**PROVIDED ENTRIES**:

— Start —

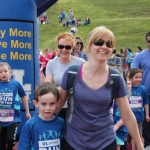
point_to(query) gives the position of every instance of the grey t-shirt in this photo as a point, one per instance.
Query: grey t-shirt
(57, 69)
(92, 126)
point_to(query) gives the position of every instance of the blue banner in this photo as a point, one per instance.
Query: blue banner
(17, 49)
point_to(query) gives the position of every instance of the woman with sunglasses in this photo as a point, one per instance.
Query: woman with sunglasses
(57, 66)
(92, 126)
(78, 49)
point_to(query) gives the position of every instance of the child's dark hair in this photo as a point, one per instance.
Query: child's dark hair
(5, 64)
(134, 71)
(45, 88)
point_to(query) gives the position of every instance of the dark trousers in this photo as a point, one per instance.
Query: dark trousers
(146, 130)
(8, 136)
(62, 113)
(112, 146)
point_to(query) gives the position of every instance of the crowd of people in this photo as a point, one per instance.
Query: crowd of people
(81, 115)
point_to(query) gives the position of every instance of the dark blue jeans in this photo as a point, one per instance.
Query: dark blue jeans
(66, 146)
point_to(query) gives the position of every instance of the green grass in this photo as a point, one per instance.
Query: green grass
(128, 19)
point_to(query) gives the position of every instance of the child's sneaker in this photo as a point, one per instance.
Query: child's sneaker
(129, 146)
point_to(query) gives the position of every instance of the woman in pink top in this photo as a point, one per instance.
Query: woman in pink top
(44, 60)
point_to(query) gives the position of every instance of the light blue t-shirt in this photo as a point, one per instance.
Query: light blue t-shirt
(10, 93)
(92, 125)
(57, 69)
(142, 61)
(138, 98)
(38, 134)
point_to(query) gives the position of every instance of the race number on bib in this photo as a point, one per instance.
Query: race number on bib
(49, 145)
(135, 102)
(6, 115)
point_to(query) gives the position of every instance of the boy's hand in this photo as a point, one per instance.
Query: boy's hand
(147, 118)
(28, 116)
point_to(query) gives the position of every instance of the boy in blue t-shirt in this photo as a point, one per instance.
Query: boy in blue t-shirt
(138, 100)
(10, 114)
(45, 130)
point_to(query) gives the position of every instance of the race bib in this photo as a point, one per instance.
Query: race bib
(6, 115)
(49, 144)
(135, 102)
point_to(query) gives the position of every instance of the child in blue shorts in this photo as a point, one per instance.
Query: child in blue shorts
(45, 130)
(138, 100)
(10, 115)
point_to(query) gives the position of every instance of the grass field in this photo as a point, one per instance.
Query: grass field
(128, 19)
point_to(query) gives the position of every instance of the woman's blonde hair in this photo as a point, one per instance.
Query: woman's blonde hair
(68, 36)
(97, 33)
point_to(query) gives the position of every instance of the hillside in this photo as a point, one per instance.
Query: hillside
(129, 20)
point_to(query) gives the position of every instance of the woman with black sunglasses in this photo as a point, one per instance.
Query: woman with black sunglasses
(78, 49)
(57, 66)
(92, 126)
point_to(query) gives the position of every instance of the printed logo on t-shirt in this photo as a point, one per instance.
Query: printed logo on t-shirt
(49, 145)
(49, 140)
(6, 98)
(135, 101)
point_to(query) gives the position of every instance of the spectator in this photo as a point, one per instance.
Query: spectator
(142, 61)
(129, 58)
(74, 29)
(139, 49)
(87, 21)
(92, 125)
(78, 49)
(57, 66)
(71, 11)
(44, 60)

— End —

Generate a word-for-word copy of the preceding records, excluding all pictures.

point_to(query) gives the position of every instance of the grey t-shirt in this photo as a point, one per instance.
Query: grey t-shirt
(57, 69)
(92, 126)
point_to(query) gives the position of every instance of the blue banner in this photo as a point, one per instance.
Query: blue banner
(17, 49)
point_to(query) gives the position of every instance of the woman with sunglasses in this photo as a point, one per instance.
Query: woman with sunglasses
(57, 66)
(92, 126)
(78, 49)
point_to(query) gives the position of every instance of the child's dark hair in this photo as a point, one per instance.
Query: child's dark hair
(5, 64)
(134, 71)
(45, 88)
point_to(query) gives the position of every instance of the dark trousers in this photo as a point, one per instance.
Query: dark trousers
(146, 130)
(8, 136)
(62, 113)
(112, 146)
point_to(query) gives the position of every instance of the crowd of people in this photo as a point, one per instance.
Query: crowd of people
(81, 115)
point_to(query) gives the position of every instance of the dark blue jeans in this photo as a point, one per instance.
Query: dark blue jeans
(66, 146)
point_to(query) gives the position of every instance of the green grass in this photo as a point, one per instance.
Query: green grass
(128, 19)
point_to(query) gives the position of every instance of the child's sneaker in this photo as a point, one per instance.
Query: child's sneaker
(129, 146)
point_to(query) gives the position of every instance of the woman in pink top in this photo as a point, one per instance.
Query: woman in pink top
(44, 60)
point_to(query) gives the position of every instance of the light blue t-shirt in this photo as a point, one per instance.
Query: light blue t-shirt
(10, 93)
(92, 125)
(57, 69)
(142, 61)
(138, 98)
(38, 134)
point_to(query) gives the position of every instance of the race number on bib in this photo as a point, one per instance.
Query: race number on bib
(49, 145)
(135, 102)
(6, 115)
point_to(query) gives the position of every instance of the boy's hand in this photo as a point, one per instance.
Query: boy's hand
(147, 118)
(28, 116)
point_to(query) gives the position of every instance of the boy in blue t-shirt in this photo as a point, one per instance.
Query: boy in blue t-shirt
(138, 100)
(10, 114)
(45, 130)
point_to(query) gives the position of every instance of the race bib in this photo as a point, one per instance.
Query: race bib
(6, 115)
(49, 144)
(135, 102)
point_to(query) gives the position of every instance of the child in blue shorts in this photo as a point, one per instance.
Query: child in blue shorts
(45, 130)
(138, 100)
(10, 115)
point_to(query) gives the position of every instance of the grass field in this photo as a point, one per instance.
Query: grass field
(128, 19)
point_to(query) gives the position of every instance of the woman's blonde hair in this photo as a point, one per instance.
Query: woman's blonde hair
(68, 36)
(97, 33)
point_to(query) gives the position of every instance of the hillside in this photo as a point, one per instance.
Query: hillside
(129, 20)
point_to(query) gives the position of every instance of the woman with black sunglasses in this photo as a point, one per instance.
Query: woman with black sunglasses
(78, 49)
(57, 66)
(92, 126)
point_to(query) gives the position of every instance of the printed logo on t-shirt in this photo as a point, one per instance.
Query: printed logo on t-shirt
(49, 145)
(49, 140)
(6, 98)
(135, 101)
point_to(query) gives the position of every instance of the spectator in this photo as a point, one per instance.
Query: spectator
(142, 61)
(129, 58)
(74, 29)
(139, 49)
(87, 21)
(92, 125)
(78, 49)
(57, 66)
(71, 11)
(44, 60)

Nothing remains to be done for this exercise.